PAGE ::
Feb 17, 2015

Use Google Drawings to start a 3D Model

If you want to start 3D model from a custom graphic, logo or photo, you'll find that most 3D Modeling apps don't let you import an image to trace. Apps like Autodesk Tinkercad or 123D Designer allow importing of Scalable Vector Graphics (SVG) format files, but most people have not even heard of SVG, let alone know how to generate one from an image they have.

Watch the video (embedded above) for a 3 minute lesson on how to do this - and read on for some details.

Use Google Drawings - or Google Slides - to create SVG

If you create a drawing in Google Drawings or Google Slides, you can export an SVG format of that drawing for use in a 3D Modeling app! While Drawings and Slides don't have all the pro tools some experts might expect in a product like Adobe Illustrator, they are much easier to use and allow for something that I've found to be quite handy - that is, tracing an image to create the beginnings of a 3D Model. Go to Google Drive and click the NEW button (it's a CREATE button if you're still using the old Drive interface) and then select Google Drawing, which might be under "more" if you don't use it often. That will take you to a blank page to start your drawing.

Trace an image to create SVG

To trace an image as the basis for your eventual 3D model - use the INSERT / IMAGE feature to grab the image you want to trace. Of course, you could just draw using the shape and drawing tools, but if that's all you wanted, you may as well have started in your 3D modeling app. Once the image is there on your canvas, scale it to a workable size. Now, use the line tools to trace it. I like the Curve and Polyline tools for this. Just start at any point on the edge of the object you are tracing and click as you form lines until you can create a closed shape around the object. Use ESCape to end or stop if you make mistakes. When you are done tracing, click off the trace and click the underlying image and delete it.

Download as SVG.

In the FILE menu of Google Drawings is the "DOWNLOAD AS..." option. Use that and select "Scalable Vector Graphics (.svg)" option. That will download the file to your machine - usually into the "downloads" directory.

AIM OF THE TASK ::
Edit the stretch of the Google Drawings tutorial from "To trace an" through "and delete it." so that "canvas" becomes "drawing page", and give the edited passage.

DATASET EXTRACT ::
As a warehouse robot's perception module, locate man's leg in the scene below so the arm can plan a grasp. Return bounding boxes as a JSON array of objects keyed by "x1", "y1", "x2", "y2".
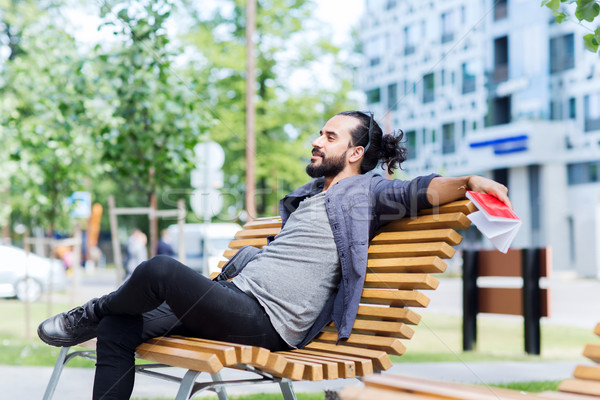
[{"x1": 93, "y1": 304, "x2": 189, "y2": 400}]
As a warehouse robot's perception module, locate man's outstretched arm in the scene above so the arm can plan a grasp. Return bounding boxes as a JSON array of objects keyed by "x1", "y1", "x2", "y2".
[{"x1": 427, "y1": 175, "x2": 512, "y2": 209}]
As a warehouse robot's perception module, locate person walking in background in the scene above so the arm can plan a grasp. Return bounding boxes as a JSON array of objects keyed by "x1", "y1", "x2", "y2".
[
  {"x1": 156, "y1": 229, "x2": 175, "y2": 257},
  {"x1": 126, "y1": 228, "x2": 148, "y2": 276}
]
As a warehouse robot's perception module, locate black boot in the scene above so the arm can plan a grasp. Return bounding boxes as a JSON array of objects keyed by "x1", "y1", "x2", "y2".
[{"x1": 38, "y1": 299, "x2": 100, "y2": 347}]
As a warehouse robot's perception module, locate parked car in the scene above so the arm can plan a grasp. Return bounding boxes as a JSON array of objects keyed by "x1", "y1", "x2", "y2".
[
  {"x1": 167, "y1": 223, "x2": 242, "y2": 274},
  {"x1": 0, "y1": 245, "x2": 69, "y2": 301}
]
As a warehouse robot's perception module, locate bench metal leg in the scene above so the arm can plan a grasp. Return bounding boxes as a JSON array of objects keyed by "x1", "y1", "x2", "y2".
[
  {"x1": 210, "y1": 372, "x2": 229, "y2": 400},
  {"x1": 175, "y1": 370, "x2": 201, "y2": 400},
  {"x1": 279, "y1": 379, "x2": 298, "y2": 400},
  {"x1": 43, "y1": 347, "x2": 69, "y2": 400}
]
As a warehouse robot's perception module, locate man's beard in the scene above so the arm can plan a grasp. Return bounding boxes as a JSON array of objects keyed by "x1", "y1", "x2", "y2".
[{"x1": 306, "y1": 149, "x2": 348, "y2": 178}]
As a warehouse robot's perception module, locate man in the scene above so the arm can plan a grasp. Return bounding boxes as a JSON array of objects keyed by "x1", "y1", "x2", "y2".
[{"x1": 38, "y1": 111, "x2": 510, "y2": 399}]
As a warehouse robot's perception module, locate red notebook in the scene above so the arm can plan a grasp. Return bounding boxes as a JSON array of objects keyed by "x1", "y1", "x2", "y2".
[{"x1": 466, "y1": 190, "x2": 521, "y2": 253}]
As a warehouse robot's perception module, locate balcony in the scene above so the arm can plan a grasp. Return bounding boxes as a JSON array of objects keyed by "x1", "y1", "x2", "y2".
[{"x1": 492, "y1": 64, "x2": 508, "y2": 83}]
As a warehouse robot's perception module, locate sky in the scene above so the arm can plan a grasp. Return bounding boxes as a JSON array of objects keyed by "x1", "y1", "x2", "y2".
[{"x1": 66, "y1": 0, "x2": 366, "y2": 45}]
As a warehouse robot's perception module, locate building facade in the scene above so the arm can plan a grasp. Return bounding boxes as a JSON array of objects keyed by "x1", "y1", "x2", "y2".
[{"x1": 357, "y1": 0, "x2": 600, "y2": 277}]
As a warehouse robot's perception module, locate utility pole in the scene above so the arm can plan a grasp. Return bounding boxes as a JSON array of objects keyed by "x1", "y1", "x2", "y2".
[{"x1": 246, "y1": 0, "x2": 256, "y2": 220}]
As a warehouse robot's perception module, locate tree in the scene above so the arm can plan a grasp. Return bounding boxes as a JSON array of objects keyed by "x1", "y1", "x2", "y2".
[
  {"x1": 184, "y1": 0, "x2": 353, "y2": 214},
  {"x1": 0, "y1": 20, "x2": 99, "y2": 233},
  {"x1": 95, "y1": 0, "x2": 211, "y2": 248},
  {"x1": 542, "y1": 0, "x2": 600, "y2": 53}
]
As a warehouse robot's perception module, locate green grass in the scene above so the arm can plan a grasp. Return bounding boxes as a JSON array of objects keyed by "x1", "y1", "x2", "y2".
[
  {"x1": 392, "y1": 312, "x2": 598, "y2": 362},
  {"x1": 489, "y1": 381, "x2": 560, "y2": 393}
]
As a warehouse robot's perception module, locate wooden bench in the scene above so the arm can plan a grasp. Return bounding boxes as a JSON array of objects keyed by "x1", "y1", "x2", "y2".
[
  {"x1": 44, "y1": 200, "x2": 475, "y2": 400},
  {"x1": 340, "y1": 323, "x2": 600, "y2": 400}
]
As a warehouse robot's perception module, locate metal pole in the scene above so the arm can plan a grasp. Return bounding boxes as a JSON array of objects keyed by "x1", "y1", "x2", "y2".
[
  {"x1": 108, "y1": 195, "x2": 124, "y2": 284},
  {"x1": 463, "y1": 250, "x2": 478, "y2": 351},
  {"x1": 246, "y1": 0, "x2": 256, "y2": 220},
  {"x1": 521, "y1": 249, "x2": 541, "y2": 355}
]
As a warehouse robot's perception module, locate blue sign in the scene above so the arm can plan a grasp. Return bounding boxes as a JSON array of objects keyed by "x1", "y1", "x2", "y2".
[
  {"x1": 469, "y1": 135, "x2": 529, "y2": 156},
  {"x1": 67, "y1": 192, "x2": 92, "y2": 218}
]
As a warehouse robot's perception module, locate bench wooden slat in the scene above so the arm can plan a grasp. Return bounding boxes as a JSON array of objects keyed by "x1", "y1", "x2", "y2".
[
  {"x1": 314, "y1": 331, "x2": 406, "y2": 356},
  {"x1": 234, "y1": 228, "x2": 281, "y2": 239},
  {"x1": 364, "y1": 375, "x2": 543, "y2": 400},
  {"x1": 573, "y1": 365, "x2": 600, "y2": 381},
  {"x1": 367, "y1": 256, "x2": 447, "y2": 273},
  {"x1": 147, "y1": 337, "x2": 240, "y2": 366},
  {"x1": 229, "y1": 238, "x2": 267, "y2": 250},
  {"x1": 170, "y1": 336, "x2": 253, "y2": 364},
  {"x1": 558, "y1": 379, "x2": 600, "y2": 396},
  {"x1": 583, "y1": 344, "x2": 600, "y2": 363},
  {"x1": 360, "y1": 289, "x2": 429, "y2": 307},
  {"x1": 381, "y1": 212, "x2": 471, "y2": 232},
  {"x1": 326, "y1": 319, "x2": 415, "y2": 339},
  {"x1": 292, "y1": 348, "x2": 373, "y2": 376},
  {"x1": 136, "y1": 343, "x2": 223, "y2": 374},
  {"x1": 364, "y1": 272, "x2": 440, "y2": 290},
  {"x1": 306, "y1": 341, "x2": 392, "y2": 371},
  {"x1": 277, "y1": 352, "x2": 324, "y2": 381},
  {"x1": 368, "y1": 242, "x2": 456, "y2": 258},
  {"x1": 277, "y1": 351, "x2": 340, "y2": 380},
  {"x1": 371, "y1": 229, "x2": 462, "y2": 246},
  {"x1": 244, "y1": 217, "x2": 281, "y2": 229},
  {"x1": 356, "y1": 304, "x2": 421, "y2": 325}
]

CORRECT OUTPUT ::
To trace an image as the basis for your eventual 3D model - use the INSERT / IMAGE feature to grab the image you want to trace. Of course, you could just draw using the shape and drawing tools, but if that's all you wanted, you may as well have started in your 3D modeling app. Once the image is there on your drawing page, scale it to a workable size. Now, use the line tools to trace it. I like the Curve and Polyline tools for this. Just start at any point on the edge of the object you are tracing and click as you form lines until you can create a closed shape around the object. Use ESCape to end or stop if you make mistakes. When you are done tracing, click off the trace and click the underlying image and delete it.